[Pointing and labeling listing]
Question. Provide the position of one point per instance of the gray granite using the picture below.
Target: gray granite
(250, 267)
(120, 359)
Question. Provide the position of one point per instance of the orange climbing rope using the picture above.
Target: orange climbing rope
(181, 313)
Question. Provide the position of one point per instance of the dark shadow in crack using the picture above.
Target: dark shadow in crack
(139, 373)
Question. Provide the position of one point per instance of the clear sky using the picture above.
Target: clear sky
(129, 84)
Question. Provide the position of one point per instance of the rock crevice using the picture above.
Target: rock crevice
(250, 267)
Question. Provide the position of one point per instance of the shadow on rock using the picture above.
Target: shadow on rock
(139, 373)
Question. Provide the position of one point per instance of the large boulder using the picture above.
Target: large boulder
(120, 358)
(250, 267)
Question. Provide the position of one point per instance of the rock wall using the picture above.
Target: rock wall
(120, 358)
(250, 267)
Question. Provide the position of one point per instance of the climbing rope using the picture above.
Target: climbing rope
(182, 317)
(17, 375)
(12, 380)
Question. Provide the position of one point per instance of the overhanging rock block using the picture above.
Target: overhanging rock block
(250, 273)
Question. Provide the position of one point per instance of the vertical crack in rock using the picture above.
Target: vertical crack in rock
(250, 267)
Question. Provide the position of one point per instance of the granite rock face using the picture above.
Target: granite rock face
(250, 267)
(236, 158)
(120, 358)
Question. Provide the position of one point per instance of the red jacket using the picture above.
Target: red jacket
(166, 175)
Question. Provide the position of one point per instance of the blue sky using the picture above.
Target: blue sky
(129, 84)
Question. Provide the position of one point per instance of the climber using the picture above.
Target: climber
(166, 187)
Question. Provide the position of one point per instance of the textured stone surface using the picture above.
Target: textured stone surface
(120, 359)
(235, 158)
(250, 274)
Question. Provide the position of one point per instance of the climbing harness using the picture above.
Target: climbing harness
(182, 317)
==
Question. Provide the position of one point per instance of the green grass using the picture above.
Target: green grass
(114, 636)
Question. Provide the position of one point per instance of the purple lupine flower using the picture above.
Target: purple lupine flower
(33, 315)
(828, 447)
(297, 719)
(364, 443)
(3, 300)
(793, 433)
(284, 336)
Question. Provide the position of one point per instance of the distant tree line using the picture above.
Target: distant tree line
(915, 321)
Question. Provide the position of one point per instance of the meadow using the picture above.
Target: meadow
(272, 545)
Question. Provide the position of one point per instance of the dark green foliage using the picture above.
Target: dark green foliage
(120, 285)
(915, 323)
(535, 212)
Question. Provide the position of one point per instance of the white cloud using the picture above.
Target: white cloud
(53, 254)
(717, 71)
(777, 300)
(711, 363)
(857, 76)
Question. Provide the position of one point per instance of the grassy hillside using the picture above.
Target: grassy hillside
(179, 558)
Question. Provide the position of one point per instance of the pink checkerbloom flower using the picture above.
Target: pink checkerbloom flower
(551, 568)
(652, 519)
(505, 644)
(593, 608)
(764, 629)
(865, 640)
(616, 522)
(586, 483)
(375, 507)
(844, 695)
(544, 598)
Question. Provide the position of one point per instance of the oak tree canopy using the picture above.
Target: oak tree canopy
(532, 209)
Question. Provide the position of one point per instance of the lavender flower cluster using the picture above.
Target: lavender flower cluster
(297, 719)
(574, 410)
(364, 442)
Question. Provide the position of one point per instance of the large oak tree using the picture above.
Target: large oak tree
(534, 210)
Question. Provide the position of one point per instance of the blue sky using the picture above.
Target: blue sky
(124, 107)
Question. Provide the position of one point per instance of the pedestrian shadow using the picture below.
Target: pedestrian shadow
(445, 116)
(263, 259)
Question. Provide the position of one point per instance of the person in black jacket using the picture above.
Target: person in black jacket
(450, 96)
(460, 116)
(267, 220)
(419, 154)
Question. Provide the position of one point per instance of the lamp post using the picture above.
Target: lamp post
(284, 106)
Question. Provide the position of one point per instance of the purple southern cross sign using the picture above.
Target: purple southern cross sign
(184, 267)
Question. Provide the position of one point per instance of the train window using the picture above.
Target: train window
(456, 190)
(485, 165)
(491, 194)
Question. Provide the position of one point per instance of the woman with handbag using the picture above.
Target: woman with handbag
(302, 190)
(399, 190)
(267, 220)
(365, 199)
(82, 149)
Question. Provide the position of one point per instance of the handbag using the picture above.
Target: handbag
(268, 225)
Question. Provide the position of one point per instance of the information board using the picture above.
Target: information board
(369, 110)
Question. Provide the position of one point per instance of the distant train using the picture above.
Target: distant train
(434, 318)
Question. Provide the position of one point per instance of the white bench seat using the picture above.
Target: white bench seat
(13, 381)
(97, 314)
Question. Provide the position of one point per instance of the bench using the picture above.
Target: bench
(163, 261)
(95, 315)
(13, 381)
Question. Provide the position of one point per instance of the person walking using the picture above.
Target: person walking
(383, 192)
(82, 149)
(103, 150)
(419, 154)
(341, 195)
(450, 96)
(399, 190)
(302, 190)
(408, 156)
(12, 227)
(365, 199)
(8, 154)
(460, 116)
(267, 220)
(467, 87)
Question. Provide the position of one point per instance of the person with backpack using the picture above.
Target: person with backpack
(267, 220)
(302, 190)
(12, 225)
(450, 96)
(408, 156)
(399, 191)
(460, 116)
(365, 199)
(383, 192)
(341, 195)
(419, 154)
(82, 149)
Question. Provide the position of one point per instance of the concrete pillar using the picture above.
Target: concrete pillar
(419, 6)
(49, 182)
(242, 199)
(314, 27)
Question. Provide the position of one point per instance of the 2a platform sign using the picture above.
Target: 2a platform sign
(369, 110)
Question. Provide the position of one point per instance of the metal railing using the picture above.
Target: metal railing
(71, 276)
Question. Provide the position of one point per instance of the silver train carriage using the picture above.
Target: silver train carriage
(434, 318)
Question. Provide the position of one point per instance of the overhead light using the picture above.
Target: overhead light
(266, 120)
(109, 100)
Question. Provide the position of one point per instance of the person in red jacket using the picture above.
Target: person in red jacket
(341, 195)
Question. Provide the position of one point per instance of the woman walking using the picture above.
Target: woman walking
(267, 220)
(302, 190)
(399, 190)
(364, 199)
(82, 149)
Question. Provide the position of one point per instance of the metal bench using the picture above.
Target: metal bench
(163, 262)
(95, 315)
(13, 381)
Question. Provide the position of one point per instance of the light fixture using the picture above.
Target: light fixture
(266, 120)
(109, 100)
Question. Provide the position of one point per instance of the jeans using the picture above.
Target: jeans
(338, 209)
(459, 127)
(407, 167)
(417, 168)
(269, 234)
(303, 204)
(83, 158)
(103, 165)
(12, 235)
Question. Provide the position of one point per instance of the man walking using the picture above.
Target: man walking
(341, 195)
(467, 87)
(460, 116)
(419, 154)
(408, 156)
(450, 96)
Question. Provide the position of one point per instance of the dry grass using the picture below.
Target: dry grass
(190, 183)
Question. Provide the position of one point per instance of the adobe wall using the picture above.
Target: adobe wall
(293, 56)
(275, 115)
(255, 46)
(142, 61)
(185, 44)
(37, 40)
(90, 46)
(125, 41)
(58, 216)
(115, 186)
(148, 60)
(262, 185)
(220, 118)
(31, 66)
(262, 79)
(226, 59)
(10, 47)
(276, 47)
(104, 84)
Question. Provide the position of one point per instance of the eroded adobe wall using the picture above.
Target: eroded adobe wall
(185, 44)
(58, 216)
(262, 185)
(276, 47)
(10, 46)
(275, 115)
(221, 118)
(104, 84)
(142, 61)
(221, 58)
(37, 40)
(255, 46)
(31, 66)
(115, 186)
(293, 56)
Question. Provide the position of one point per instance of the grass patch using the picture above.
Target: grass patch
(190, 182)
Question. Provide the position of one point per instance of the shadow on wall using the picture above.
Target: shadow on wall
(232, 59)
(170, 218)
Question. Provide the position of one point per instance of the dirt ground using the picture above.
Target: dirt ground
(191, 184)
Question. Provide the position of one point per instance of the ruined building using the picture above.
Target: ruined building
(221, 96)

## Task brief:
How many lines in the listing contain the word "black"? Reply with the number only.

## Solution to this task:
2